### [TASK DETAILS]
Go through the entries below and return every line that contains "cliff".

### [Natural language region descriptions]

◆ ◆ ◆

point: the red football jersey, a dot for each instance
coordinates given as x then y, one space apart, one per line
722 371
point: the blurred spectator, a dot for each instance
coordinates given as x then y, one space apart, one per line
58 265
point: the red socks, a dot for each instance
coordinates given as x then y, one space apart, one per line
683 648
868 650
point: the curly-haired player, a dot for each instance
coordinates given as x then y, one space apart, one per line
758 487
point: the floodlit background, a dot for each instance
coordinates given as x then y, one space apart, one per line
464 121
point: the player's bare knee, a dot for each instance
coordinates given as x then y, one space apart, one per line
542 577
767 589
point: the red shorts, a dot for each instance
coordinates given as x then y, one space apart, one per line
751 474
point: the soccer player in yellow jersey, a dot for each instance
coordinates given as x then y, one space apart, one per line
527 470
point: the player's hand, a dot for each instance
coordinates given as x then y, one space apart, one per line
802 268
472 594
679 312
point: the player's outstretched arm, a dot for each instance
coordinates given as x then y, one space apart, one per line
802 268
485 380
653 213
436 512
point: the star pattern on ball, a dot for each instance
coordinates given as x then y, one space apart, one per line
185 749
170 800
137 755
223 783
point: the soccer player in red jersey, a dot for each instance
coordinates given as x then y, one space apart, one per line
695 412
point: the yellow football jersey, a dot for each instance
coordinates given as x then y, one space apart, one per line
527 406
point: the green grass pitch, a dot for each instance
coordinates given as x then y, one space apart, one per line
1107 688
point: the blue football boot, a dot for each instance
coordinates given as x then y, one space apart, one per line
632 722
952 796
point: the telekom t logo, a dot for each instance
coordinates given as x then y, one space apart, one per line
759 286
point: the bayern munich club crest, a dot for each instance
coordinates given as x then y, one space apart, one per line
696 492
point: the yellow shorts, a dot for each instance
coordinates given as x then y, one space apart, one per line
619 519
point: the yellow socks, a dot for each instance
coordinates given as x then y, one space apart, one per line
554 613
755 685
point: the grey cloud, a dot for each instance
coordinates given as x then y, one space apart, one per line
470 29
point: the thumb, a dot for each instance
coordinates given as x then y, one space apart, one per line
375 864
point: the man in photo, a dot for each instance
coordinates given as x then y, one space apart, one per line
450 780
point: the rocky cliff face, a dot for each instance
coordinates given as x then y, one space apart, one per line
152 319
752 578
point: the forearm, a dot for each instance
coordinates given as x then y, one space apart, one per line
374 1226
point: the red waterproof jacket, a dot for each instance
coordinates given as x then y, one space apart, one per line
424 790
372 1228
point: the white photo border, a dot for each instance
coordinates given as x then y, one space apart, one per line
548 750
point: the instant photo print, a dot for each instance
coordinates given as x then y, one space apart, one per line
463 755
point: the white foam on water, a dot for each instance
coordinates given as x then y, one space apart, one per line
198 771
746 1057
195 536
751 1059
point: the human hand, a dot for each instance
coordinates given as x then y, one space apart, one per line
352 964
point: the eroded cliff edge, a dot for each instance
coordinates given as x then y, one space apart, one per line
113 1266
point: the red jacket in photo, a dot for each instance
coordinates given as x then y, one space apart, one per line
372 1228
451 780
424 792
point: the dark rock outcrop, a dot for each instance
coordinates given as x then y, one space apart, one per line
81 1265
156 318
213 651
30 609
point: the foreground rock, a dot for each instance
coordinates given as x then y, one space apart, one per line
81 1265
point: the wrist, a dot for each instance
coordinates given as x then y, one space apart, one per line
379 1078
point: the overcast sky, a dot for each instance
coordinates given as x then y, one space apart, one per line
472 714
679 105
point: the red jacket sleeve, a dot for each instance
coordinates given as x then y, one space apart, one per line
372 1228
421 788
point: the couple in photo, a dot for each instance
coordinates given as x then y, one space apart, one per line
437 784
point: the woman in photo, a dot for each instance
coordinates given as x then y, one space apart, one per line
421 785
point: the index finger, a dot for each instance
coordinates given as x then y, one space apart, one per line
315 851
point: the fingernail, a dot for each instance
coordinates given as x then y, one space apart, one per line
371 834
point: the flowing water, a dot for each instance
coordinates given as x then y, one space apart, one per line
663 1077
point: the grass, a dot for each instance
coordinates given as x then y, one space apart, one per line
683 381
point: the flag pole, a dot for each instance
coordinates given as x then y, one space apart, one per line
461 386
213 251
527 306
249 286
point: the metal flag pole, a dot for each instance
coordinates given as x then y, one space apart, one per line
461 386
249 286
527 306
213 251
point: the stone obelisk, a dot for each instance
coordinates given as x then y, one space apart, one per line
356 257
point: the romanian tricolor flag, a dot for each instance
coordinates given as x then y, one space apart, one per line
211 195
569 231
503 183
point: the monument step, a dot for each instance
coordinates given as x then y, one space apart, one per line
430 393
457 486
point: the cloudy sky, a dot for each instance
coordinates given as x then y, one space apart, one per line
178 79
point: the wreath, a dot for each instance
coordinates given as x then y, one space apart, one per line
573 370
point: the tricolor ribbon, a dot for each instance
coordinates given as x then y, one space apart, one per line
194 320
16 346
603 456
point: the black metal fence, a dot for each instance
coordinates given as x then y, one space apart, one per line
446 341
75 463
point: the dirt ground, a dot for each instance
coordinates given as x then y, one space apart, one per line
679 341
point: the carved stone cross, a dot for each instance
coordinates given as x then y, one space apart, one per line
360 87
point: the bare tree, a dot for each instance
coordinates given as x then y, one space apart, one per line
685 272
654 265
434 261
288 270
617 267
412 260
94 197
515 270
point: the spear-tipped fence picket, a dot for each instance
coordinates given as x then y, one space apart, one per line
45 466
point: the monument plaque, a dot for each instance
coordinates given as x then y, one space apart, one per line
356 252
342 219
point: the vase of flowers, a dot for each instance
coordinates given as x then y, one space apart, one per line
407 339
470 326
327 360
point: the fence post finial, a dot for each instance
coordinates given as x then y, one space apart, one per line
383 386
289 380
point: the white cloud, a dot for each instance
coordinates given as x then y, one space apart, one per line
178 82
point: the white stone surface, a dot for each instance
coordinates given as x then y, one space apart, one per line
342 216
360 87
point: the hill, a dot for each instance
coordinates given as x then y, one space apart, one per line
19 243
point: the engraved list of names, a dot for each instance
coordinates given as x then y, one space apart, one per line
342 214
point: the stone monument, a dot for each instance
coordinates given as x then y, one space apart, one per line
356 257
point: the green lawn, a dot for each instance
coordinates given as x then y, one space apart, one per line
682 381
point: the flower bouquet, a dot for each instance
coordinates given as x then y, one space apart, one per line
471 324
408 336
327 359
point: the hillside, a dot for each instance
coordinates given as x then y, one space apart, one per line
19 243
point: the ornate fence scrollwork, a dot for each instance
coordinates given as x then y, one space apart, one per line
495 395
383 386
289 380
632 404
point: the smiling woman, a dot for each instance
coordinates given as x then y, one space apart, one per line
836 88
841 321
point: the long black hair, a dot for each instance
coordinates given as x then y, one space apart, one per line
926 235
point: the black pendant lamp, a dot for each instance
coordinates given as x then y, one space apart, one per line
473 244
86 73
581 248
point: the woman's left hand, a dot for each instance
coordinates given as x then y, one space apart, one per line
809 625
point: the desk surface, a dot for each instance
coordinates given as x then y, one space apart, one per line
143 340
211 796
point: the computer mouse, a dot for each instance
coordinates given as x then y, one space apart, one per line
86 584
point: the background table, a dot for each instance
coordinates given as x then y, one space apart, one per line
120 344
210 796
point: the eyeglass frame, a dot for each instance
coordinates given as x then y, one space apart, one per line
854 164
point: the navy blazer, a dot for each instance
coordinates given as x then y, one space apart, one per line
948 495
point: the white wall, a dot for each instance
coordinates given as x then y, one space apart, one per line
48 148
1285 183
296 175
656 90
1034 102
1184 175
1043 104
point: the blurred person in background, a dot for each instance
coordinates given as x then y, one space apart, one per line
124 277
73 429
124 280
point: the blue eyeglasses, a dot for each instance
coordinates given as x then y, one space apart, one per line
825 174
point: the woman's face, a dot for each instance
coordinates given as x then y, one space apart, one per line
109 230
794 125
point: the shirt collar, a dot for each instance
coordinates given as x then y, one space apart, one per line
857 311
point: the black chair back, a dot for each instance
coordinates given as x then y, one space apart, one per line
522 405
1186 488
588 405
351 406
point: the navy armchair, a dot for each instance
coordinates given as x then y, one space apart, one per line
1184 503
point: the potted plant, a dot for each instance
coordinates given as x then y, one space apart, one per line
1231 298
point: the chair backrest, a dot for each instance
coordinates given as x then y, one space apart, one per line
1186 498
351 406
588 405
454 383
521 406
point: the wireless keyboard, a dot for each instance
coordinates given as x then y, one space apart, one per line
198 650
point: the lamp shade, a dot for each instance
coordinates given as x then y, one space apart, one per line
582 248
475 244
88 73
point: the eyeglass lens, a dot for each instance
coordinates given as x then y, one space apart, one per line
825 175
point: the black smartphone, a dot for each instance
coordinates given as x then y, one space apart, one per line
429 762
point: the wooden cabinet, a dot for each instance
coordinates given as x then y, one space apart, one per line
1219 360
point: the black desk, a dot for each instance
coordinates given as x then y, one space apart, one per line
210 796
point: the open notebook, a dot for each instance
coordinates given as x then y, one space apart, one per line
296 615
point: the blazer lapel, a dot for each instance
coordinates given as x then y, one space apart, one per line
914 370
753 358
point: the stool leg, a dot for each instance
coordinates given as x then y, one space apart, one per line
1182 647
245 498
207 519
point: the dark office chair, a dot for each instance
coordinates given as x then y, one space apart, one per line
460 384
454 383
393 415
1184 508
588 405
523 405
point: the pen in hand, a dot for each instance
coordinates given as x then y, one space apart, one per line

◆ ◆ ◆

### [RESULT]
point: the rocky cliff face, a dot for each instance
point: the eroded cliff edge, a dot for each instance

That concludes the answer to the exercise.